══ DATA RECORDS ══
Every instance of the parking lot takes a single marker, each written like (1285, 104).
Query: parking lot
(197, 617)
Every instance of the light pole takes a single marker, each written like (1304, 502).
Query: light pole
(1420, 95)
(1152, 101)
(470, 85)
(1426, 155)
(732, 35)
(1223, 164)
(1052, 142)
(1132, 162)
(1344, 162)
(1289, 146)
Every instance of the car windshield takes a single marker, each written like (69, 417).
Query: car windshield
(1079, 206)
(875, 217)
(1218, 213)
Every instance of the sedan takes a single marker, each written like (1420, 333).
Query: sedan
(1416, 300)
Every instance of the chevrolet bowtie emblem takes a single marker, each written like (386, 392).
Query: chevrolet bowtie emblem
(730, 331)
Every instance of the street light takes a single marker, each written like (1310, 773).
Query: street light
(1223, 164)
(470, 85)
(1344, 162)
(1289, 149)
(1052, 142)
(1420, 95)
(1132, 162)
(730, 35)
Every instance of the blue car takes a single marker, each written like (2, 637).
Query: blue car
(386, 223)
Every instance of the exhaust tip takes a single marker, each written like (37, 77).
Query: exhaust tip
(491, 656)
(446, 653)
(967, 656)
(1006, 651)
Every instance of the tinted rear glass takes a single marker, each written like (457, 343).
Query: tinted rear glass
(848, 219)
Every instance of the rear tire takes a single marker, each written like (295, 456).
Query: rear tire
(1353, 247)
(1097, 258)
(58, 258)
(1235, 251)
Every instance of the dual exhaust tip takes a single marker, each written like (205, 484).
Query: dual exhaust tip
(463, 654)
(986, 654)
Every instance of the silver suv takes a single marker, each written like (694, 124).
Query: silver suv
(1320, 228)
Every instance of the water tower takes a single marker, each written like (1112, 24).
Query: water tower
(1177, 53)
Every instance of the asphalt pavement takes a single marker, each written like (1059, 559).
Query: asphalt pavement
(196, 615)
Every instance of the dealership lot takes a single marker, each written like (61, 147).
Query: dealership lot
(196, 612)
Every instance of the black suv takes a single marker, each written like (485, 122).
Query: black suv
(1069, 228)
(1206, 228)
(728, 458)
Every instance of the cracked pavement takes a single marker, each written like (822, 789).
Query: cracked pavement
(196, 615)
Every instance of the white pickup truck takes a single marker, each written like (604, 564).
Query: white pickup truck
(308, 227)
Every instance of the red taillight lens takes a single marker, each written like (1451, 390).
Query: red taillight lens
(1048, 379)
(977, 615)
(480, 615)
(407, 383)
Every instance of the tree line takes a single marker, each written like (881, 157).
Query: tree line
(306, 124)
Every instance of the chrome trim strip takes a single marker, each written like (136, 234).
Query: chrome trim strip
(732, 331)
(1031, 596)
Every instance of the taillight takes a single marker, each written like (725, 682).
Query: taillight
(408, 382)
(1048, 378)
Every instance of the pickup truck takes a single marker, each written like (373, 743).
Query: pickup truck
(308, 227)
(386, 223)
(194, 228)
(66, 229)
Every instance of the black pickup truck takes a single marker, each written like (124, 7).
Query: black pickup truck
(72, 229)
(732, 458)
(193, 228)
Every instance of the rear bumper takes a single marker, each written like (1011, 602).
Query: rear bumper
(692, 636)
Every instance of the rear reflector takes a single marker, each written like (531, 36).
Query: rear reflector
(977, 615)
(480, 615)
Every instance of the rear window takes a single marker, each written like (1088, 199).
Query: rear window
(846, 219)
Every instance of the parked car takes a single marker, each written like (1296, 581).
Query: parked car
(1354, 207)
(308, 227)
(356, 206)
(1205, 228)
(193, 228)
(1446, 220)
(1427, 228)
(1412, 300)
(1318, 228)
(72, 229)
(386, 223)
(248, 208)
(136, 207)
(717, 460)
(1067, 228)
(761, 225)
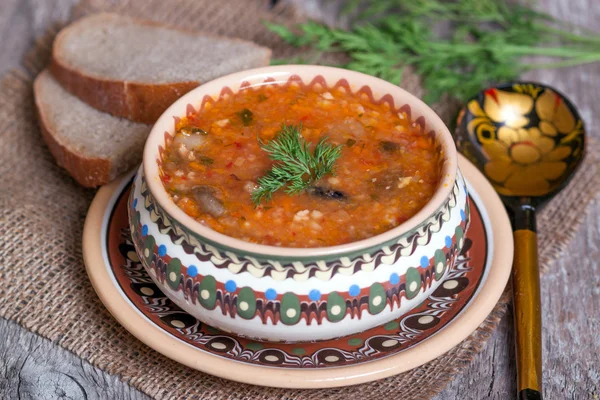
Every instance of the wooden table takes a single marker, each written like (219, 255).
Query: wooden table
(34, 368)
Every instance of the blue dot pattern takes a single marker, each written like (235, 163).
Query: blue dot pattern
(271, 294)
(192, 271)
(230, 286)
(448, 241)
(314, 295)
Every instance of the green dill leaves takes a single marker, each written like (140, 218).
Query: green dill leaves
(296, 166)
(483, 42)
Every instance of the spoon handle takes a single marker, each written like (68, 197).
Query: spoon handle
(527, 306)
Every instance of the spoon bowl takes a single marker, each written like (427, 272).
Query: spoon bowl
(528, 139)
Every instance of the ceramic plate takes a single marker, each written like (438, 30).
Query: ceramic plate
(446, 318)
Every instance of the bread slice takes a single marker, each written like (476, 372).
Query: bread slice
(136, 69)
(94, 147)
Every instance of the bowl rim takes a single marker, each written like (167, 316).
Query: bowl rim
(280, 74)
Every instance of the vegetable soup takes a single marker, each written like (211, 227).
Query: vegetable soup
(300, 166)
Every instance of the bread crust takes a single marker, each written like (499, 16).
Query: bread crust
(136, 101)
(87, 171)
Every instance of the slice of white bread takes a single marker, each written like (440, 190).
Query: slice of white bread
(93, 146)
(136, 69)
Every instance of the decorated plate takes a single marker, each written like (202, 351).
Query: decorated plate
(447, 317)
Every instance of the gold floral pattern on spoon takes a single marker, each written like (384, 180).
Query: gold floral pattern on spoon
(528, 135)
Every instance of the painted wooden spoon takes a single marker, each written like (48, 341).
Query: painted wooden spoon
(528, 139)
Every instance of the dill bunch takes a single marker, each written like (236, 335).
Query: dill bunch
(296, 167)
(483, 42)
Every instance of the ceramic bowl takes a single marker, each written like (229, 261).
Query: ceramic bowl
(296, 294)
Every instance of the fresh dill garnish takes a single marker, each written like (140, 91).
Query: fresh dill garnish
(481, 42)
(296, 167)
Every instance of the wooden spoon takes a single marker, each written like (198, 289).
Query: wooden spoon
(528, 139)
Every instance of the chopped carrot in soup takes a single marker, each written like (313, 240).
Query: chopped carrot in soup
(298, 166)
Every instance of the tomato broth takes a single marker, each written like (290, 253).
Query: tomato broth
(387, 171)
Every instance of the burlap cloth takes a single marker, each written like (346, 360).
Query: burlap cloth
(44, 286)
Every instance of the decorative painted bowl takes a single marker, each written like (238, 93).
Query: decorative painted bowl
(297, 294)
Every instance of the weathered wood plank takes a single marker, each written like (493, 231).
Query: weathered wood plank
(34, 368)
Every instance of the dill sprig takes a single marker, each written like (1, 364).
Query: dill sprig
(296, 167)
(457, 47)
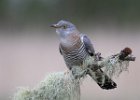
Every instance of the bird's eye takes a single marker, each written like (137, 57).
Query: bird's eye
(65, 26)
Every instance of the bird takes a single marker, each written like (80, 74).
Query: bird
(75, 47)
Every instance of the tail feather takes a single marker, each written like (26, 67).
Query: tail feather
(102, 79)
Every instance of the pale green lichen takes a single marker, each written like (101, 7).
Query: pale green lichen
(56, 86)
(114, 66)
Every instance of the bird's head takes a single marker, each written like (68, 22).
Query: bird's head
(64, 28)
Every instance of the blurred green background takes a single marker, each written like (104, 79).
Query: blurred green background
(29, 47)
(19, 13)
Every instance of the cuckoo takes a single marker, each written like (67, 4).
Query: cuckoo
(75, 47)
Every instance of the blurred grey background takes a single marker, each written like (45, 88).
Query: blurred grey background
(29, 47)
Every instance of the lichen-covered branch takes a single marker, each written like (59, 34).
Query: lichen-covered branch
(66, 85)
(114, 64)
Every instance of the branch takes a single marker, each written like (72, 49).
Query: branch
(124, 55)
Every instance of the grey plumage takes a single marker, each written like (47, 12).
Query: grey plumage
(75, 47)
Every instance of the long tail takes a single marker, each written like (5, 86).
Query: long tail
(102, 79)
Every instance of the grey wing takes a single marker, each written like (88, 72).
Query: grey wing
(88, 45)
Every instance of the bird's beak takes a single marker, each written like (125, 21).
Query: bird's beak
(55, 26)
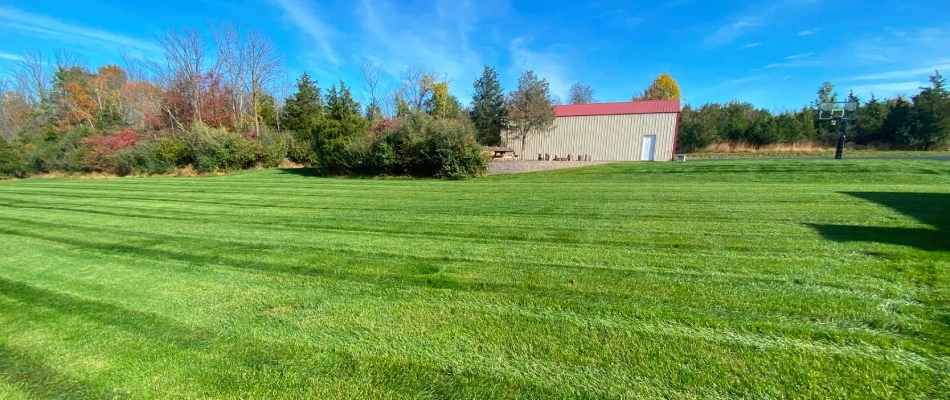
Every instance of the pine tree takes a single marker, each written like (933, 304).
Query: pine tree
(664, 87)
(488, 108)
(931, 115)
(532, 110)
(303, 109)
(301, 115)
(343, 122)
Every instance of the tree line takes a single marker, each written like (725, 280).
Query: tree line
(221, 100)
(921, 122)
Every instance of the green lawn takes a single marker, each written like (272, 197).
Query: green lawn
(771, 279)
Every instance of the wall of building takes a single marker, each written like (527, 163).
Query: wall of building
(603, 137)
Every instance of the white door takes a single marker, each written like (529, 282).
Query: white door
(649, 147)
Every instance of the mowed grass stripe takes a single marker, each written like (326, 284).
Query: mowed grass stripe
(620, 281)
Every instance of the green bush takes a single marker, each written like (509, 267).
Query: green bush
(216, 149)
(144, 159)
(58, 151)
(274, 147)
(419, 145)
(12, 164)
(451, 151)
(301, 148)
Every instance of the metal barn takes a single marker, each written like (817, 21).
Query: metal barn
(628, 131)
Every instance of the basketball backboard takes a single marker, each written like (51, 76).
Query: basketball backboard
(838, 111)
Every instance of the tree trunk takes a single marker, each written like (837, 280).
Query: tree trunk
(524, 140)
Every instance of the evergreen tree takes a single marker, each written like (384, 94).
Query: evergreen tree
(301, 115)
(343, 122)
(664, 87)
(488, 108)
(870, 125)
(580, 93)
(532, 110)
(931, 115)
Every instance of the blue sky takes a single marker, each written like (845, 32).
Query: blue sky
(773, 54)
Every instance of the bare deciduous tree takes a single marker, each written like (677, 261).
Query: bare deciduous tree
(66, 59)
(417, 85)
(580, 93)
(185, 53)
(135, 69)
(372, 74)
(263, 65)
(227, 39)
(32, 77)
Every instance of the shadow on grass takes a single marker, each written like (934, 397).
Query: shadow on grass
(307, 172)
(148, 325)
(929, 208)
(29, 374)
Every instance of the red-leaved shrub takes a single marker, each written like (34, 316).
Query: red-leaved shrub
(102, 149)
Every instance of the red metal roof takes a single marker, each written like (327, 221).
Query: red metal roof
(624, 108)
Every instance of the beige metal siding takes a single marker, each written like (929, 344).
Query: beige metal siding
(603, 137)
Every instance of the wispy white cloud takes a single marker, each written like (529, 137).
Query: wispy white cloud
(890, 89)
(914, 47)
(45, 27)
(798, 56)
(734, 30)
(904, 74)
(546, 65)
(11, 57)
(439, 39)
(304, 17)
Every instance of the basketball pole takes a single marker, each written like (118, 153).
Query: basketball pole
(842, 135)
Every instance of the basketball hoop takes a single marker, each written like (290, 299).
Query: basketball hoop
(843, 111)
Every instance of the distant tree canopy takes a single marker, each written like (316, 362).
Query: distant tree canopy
(580, 93)
(922, 123)
(664, 87)
(488, 108)
(530, 108)
(220, 101)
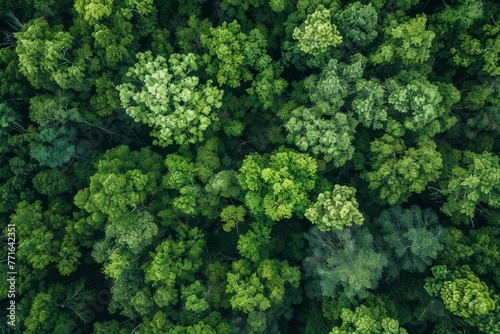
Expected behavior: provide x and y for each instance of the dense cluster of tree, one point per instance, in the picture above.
(250, 166)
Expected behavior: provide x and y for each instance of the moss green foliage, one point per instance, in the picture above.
(250, 166)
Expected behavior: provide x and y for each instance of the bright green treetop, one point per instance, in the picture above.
(336, 209)
(277, 184)
(175, 104)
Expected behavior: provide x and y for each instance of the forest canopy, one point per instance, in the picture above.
(250, 166)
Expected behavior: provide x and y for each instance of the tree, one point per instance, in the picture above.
(277, 183)
(462, 292)
(342, 260)
(418, 105)
(177, 106)
(256, 289)
(174, 264)
(51, 182)
(335, 210)
(323, 129)
(329, 138)
(123, 181)
(369, 104)
(467, 187)
(46, 58)
(233, 57)
(317, 33)
(409, 42)
(54, 146)
(398, 172)
(357, 24)
(411, 237)
(369, 320)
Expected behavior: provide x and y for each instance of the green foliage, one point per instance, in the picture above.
(52, 182)
(240, 166)
(420, 106)
(335, 210)
(232, 216)
(317, 33)
(46, 58)
(277, 184)
(324, 130)
(462, 292)
(177, 106)
(174, 264)
(478, 182)
(122, 182)
(367, 320)
(357, 24)
(343, 261)
(408, 42)
(412, 238)
(53, 146)
(398, 172)
(258, 289)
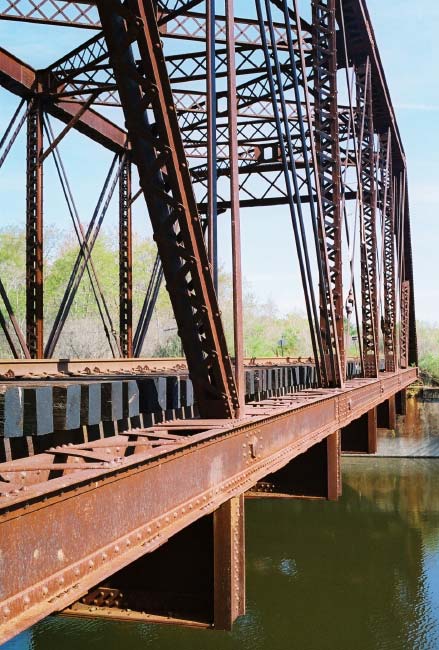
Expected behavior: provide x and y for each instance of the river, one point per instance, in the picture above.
(360, 574)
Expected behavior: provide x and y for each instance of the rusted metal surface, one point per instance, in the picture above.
(270, 132)
(34, 231)
(84, 78)
(165, 181)
(125, 261)
(405, 327)
(329, 178)
(90, 534)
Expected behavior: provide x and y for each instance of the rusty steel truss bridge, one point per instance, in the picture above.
(122, 480)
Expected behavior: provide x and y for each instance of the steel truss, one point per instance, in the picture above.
(294, 146)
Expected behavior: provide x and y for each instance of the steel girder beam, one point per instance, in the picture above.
(34, 231)
(90, 534)
(388, 246)
(329, 175)
(361, 43)
(22, 80)
(166, 184)
(369, 285)
(125, 261)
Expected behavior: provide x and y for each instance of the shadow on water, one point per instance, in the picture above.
(417, 433)
(360, 574)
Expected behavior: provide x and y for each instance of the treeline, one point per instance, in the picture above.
(83, 334)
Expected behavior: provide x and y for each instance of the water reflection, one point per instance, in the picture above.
(417, 433)
(355, 575)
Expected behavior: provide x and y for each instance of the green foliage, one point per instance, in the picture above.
(83, 334)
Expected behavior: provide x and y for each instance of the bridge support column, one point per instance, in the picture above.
(401, 402)
(386, 414)
(313, 474)
(360, 436)
(197, 578)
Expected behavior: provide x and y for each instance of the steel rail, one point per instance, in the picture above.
(107, 535)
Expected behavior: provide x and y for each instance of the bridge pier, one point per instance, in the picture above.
(360, 436)
(197, 578)
(401, 402)
(313, 474)
(386, 414)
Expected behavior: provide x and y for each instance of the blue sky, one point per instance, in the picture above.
(407, 37)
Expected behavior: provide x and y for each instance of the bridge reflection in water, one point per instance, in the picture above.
(416, 434)
(359, 574)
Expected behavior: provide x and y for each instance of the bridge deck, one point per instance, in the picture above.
(78, 513)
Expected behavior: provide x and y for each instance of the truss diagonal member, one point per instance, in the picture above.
(388, 244)
(326, 127)
(164, 177)
(365, 139)
(34, 231)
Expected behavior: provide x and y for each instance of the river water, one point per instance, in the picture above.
(360, 574)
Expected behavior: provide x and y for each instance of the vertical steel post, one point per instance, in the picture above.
(157, 150)
(387, 206)
(212, 195)
(125, 261)
(365, 138)
(229, 563)
(408, 275)
(328, 172)
(405, 325)
(34, 231)
(234, 205)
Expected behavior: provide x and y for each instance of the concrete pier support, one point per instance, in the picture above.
(360, 436)
(197, 578)
(401, 402)
(313, 474)
(386, 414)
═══
EXERCISE:
Given the data above, transcribe exactly the lines from the one containing "Query: cracked pavement" down to the one containing "Every instance of the parked", and no others.

FINAL ANSWER:
Query: cracked pavement
(196, 615)
Every instance of the white pickup truck takes a single marker, each written like (604, 564).
Query: white pickup truck
(308, 227)
Every instance of the red taillight lens takes a single marker, each written like (1451, 390).
Query: red taillight lens
(1048, 379)
(977, 615)
(480, 615)
(407, 383)
Every instance of the tree line takes a single marker, each written like (881, 157).
Query: tree line
(306, 124)
Every instance of the chrome trim strip takes a single marker, each written like (136, 234).
Query: chrome trim strip
(732, 331)
(1031, 596)
Every instance of the taillight takes a single marker, each written like (725, 682).
Query: taillight
(408, 382)
(1048, 378)
Every instance of the pickup truck takes a single marker, each written like (373, 743).
Query: pickup truck
(308, 227)
(386, 223)
(194, 228)
(66, 229)
Every instance of the black pickup truck takes a single marker, each written like (124, 7).
Query: black pickup truck
(72, 229)
(732, 458)
(193, 228)
Every instance of the rear bumper takes a single marker, each written like (1011, 602).
Query: rear bumper
(692, 636)
Every instance of the rear reflector takes a single marker, each written like (531, 36).
Query: rear reflector
(977, 615)
(480, 615)
Every instance of the rear window takes a single marker, each written like (1088, 199).
Query: rear window
(846, 219)
Every instance of the parked car takes a single marker, each written like (1296, 581).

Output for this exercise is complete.